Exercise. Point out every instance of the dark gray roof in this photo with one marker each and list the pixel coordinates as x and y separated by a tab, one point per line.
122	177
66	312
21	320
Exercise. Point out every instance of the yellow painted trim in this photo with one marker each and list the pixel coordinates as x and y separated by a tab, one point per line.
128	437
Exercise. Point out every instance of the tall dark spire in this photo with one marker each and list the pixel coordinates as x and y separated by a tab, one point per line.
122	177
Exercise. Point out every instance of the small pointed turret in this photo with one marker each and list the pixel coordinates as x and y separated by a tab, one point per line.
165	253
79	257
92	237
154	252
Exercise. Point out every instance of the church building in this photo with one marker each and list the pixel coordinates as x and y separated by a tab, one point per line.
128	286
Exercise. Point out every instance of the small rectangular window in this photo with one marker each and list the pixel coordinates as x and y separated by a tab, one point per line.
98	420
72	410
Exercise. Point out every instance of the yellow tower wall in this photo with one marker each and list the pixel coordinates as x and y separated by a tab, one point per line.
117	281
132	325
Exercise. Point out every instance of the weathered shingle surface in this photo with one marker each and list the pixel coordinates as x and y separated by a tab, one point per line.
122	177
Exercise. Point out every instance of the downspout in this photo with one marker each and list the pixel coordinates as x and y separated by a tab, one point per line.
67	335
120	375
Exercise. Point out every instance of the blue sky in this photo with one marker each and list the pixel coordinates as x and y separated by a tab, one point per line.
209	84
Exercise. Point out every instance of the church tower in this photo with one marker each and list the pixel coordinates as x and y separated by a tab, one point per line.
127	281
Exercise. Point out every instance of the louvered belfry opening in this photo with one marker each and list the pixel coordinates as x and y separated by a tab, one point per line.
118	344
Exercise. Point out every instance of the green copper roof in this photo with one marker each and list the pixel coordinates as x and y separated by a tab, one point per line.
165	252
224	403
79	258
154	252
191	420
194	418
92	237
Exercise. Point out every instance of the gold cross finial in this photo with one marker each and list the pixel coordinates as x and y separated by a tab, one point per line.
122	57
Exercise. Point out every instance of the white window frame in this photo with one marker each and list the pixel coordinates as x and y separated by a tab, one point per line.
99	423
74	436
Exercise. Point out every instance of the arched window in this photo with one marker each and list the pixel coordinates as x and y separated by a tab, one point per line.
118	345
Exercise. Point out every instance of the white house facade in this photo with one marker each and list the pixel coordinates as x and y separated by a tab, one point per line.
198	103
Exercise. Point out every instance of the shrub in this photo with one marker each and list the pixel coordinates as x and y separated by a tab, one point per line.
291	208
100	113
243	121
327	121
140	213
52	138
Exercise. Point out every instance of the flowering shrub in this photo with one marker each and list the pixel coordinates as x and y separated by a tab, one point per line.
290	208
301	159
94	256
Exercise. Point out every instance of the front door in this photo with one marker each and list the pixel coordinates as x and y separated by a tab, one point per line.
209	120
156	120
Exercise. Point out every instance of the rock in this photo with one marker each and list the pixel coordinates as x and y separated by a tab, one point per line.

|---|

▶ **What is needed**
Reproduce all of the lines above, word for word and in the same order.

▶ **Exercise response**
Exercise. Point out every instance of the dark gray roof in this photo with one marker each and list the pixel coordinates as x and y separated by a tab, one point per line.
122	177
66	312
21	320
Exercise. Point out every instance of the yellow painted trim in this photo with one marker each and list the pixel coordinates as x and y separated by a tab, one point per line.
128	437
Exercise. Point out every instance of the tall dark spire in this photo with one marker each and list the pixel coordinates as x and y separated by a tab, one point per line.
122	177
Exercise. Point out every instance of the small pointed turret in this photo with one marker each and list the pixel coordinates as x and y separated by a tab, one point per line.
165	253
79	257
92	237
154	252
Exercise. Point out every instance of the church building in this photo with one marker each and list the pixel coordinates as x and y separated by a tab, one point per line.
128	286
Exercise. Point out every instance of the small rectangular window in this photo with one marker each and list the pixel coordinates as x and y separated by a tab, one point per line.
98	420
72	410
Exercise. Point out every instance of the yellow tower wall in this photo with one marker each and list the pixel coordinates as x and y separated by a tab, one point per line.
117	281
132	325
Exercise. Point out every instance of the weathered shingle surface in this photo with one marker each and list the pixel coordinates as x and y separated by a tab, one point per line.
122	177
Exercise. Point out every instance of the downspout in this photo with one marker each and list the pixel coordinates as x and y separated by a tab, one point per line.
67	335
120	375
Exercise. Point out every instance of the blue sky in this photo with one marker each and list the pixel coordinates as x and y separated by a tab, one point per line.
209	84
Exercise. Point out every instance of the church tower in this photo with one marker each and list the pixel coordinates as x and y separated by a tab, one point per line.
127	281
Exercise. Point out every instance of the louvered belfry opening in this photo with one marker each and list the pixel coordinates as x and y separated by a tab, one point per line.
118	344
Exercise. Point out every instance of the green copper roof in this photo with one marker each and list the pixel coordinates as x and y separated by a tab, one point per line.
165	252
224	403
79	258
154	252
191	420
194	418
92	237
Exercise. Point out every instance of the gold cross finial in this photo with one marker each and list the pixel coordinates as x and y separated by a tab, one point per line.
122	57
Exercise. Point out every instance of the white window frame in this photo with one marker each and list the pixel coordinates as x and y separated by a tab, one point per line.
99	423
74	436
Exercise. Point out every instance of the arched window in this photo with one marker each and list the pixel coordinates as x and y separated by a tab, one point per line.
118	345
Exercise. Point out every instance of the white house facade in this photo with one marker each and list the pixel coordinates as x and y separated by a tab, one point per line.
198	103
Exercise. Point out every instance of the shrub in this photo with one marker each and list the pixel coordinates as x and y separated by a tab, one point per line.
291	208
100	113
243	121
327	121
140	213
52	138
Exercise. Point out every instance of the flowering shrub in this photo with one marker each and list the pixel coordinates as x and y separated by a tab, one point per line.
290	208
301	159
94	256
Exercise. Point out every instance of the front door in this photo with one marker each and list the pixel coordinates as x and y separated by a tab, one point per line.
209	120
156	120
Exercise. Point out every instance of the rock in this photo with one marker each and list the pixel coordinates as x and y separated by a tab, one point per line.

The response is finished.